_What to produce_: Swap "bounding box" for "rectangle" everywhere it occurs in the items below, and write out every line again with nothing else changed.
+===+
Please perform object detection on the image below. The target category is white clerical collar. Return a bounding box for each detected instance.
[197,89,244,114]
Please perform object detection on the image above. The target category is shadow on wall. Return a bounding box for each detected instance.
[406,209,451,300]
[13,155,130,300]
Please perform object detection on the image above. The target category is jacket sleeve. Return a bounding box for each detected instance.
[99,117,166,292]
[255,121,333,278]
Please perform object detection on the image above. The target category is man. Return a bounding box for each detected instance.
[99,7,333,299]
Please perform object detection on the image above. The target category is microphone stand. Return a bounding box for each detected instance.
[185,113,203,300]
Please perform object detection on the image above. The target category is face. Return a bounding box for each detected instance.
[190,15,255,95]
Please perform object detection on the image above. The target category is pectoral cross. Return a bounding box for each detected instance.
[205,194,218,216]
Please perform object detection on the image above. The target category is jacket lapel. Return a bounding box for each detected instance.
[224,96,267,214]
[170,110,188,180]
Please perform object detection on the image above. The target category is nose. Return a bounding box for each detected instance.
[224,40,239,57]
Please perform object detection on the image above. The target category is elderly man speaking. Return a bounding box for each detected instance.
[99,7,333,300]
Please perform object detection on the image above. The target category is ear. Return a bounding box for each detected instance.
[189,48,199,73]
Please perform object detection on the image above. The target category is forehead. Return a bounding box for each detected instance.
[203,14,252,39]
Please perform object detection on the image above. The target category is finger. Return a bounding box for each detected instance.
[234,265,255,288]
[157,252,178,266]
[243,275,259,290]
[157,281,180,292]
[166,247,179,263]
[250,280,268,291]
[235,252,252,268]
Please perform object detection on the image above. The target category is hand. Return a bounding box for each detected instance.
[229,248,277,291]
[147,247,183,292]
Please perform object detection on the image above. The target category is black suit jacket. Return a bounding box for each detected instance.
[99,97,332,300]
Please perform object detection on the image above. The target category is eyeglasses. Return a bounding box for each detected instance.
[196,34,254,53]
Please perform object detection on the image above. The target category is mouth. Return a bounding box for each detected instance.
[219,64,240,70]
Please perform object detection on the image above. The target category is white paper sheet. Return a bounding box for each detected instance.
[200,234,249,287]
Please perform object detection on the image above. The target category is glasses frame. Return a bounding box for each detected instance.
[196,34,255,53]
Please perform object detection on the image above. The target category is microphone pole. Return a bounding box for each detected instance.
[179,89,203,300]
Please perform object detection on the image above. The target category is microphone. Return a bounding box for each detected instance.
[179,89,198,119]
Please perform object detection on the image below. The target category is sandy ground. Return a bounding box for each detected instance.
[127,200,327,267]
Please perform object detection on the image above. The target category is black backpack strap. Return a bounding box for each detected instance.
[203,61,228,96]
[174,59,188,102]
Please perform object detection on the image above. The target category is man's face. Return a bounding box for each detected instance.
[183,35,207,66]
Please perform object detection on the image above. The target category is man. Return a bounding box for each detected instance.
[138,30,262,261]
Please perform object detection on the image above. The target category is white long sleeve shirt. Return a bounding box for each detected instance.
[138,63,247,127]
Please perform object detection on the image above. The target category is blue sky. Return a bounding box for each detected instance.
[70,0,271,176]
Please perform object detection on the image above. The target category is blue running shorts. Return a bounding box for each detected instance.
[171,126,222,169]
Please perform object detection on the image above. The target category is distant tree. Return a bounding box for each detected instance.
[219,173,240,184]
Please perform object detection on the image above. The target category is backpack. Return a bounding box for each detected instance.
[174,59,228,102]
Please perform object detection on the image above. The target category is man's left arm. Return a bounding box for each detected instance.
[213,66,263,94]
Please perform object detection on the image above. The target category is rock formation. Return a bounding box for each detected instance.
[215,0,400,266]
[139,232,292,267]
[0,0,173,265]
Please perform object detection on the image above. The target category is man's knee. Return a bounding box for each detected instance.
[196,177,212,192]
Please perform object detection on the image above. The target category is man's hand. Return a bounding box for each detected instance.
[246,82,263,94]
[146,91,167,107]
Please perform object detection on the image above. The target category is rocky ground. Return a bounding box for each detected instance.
+===+
_Response to the exercise_:
Please perform object detection on the image below. The target category is white clerical collar. Return a rectangle for each detected instance.
[197,89,244,114]
Please perform object detection on the image above. The target category is shadow on wall. Return a rectangle for each detected instance.
[406,209,451,300]
[13,155,130,300]
Please perform object detection on the image above. The target category is jacket sleeve. Return a rectangle for each detected instance.
[99,117,166,292]
[255,121,333,278]
Please perform object detection on the image above. The target category is man. Return a rectangle for each detected instance.
[99,7,333,299]
Please perform object detection on the image above. The target category is microphone stand. Return a rectangle for each detected instance.
[185,113,203,300]
Please perform object detection on the image above. The target category is face. Return a rectangle for each detected instance.
[190,15,255,95]
Please perform object detection on the image above. The target category is pectoral cross. Return a rectangle for each detected instance.
[205,194,218,216]
Please perform object detection on the image above. The target category is jacket lapel. Return a rectangle for each detected instance.
[224,96,267,214]
[170,110,188,180]
Please perform object detection on the image above. The target category is nose. Return a rectangle for each detected instance.
[224,40,239,57]
Please perform object detection on the image above. The target category is elderly man speaking. Return a rectangle for each detected instance.
[99,7,333,300]
Please perform object detection on the image above. The target category is ear. Return a rectangle for each detected instance.
[189,48,199,73]
Please perform object detection on the image above. The target category is forehead. Return a rectangle for each detected instance.
[203,14,252,39]
Please perform object detection on the image above. The target category is finger. Return a rectangle for each detected instance.
[234,265,255,288]
[157,252,178,266]
[243,275,259,290]
[157,281,180,292]
[166,247,179,263]
[250,280,268,291]
[235,252,252,268]
Please perform object detection on the image above. The target category is hand. Return a rectangle for each detected instance.
[229,248,277,291]
[147,247,183,292]
Please perform object detection on the image above. The target category is black suit jacket. Return a rectangle for each detected instance.
[99,97,332,300]
Please perform object detection on the image above. The target category is eyeglasses. Return a rectangle for each detected instance.
[196,34,254,53]
Please perform object detection on the image above. The target category is mouth. Return a rectangle for each detected instance.
[219,64,240,70]
Please perform object detection on the image above. The target category is white paper sheet. Return a rectangle for each detected instance.
[200,234,249,287]
Please perform object detection on the image above. The target category is glasses frame. Return a rectangle for each detected instance.
[196,34,255,53]
Please perform object detection on the image above. The target category is microphone pole. Return a rectangle for each detected instance.
[179,89,203,300]
Please perform object detection on the image above. The target category is microphone. Return a rectangle for each detected instance.
[179,89,198,119]
Please perform object detection on the image below. The target category is sandy ground. Return a rectangle for each detected instance.
[127,200,327,267]
Please perform object detection on the image above. The target category is black backpack strap. Return a rectangle for each detected instance.
[203,61,228,96]
[174,59,188,102]
Please perform object detection on the image above. The target category is man's face. Return a rectangle for each detected instance.
[183,35,207,66]
Please perform object detection on the image above. The target category is man. Return a rectangle for each detected instance.
[138,30,262,261]
Please perform object detection on the image above. The target category is white long sleeve shirt. Return a rectangle for each detected instance.
[138,63,247,127]
Please perform object detection on the image above. The target category is blue sky. Return a rectangle for each detected instance.
[70,0,271,176]
Please perform object detection on the image above. The target category is blue running shorts. Return a rectangle for each detected instance.
[171,126,222,169]
Please perform object detection on the image above. The target category is distant tree. Return a rectangle for each detected instance.
[219,173,240,184]
Please perform object detection on the image above. The target category is backpack. Return a rectangle for each detected instance.
[174,59,228,102]
Please perform object detection on the image above. The target category is man's left arm. Return a rectangle for each detected instance.
[213,66,263,94]
Please perform object detection on the image above. The target category is rock formation. Return a rectangle for each detected instance.
[215,0,400,266]
[139,232,292,267]
[0,0,173,265]
Please perform object detection on the image above. The target category is man's knee. Return a rectangle for each detected instance.
[196,177,212,192]
Please perform object detection on the image above. The target category is man's hand. Return a rectangle for each detected instance.
[246,82,263,94]
[146,91,167,107]
Please perform object detection on the image above. The target category is rocky ground. Return a rectangle for each detected instance.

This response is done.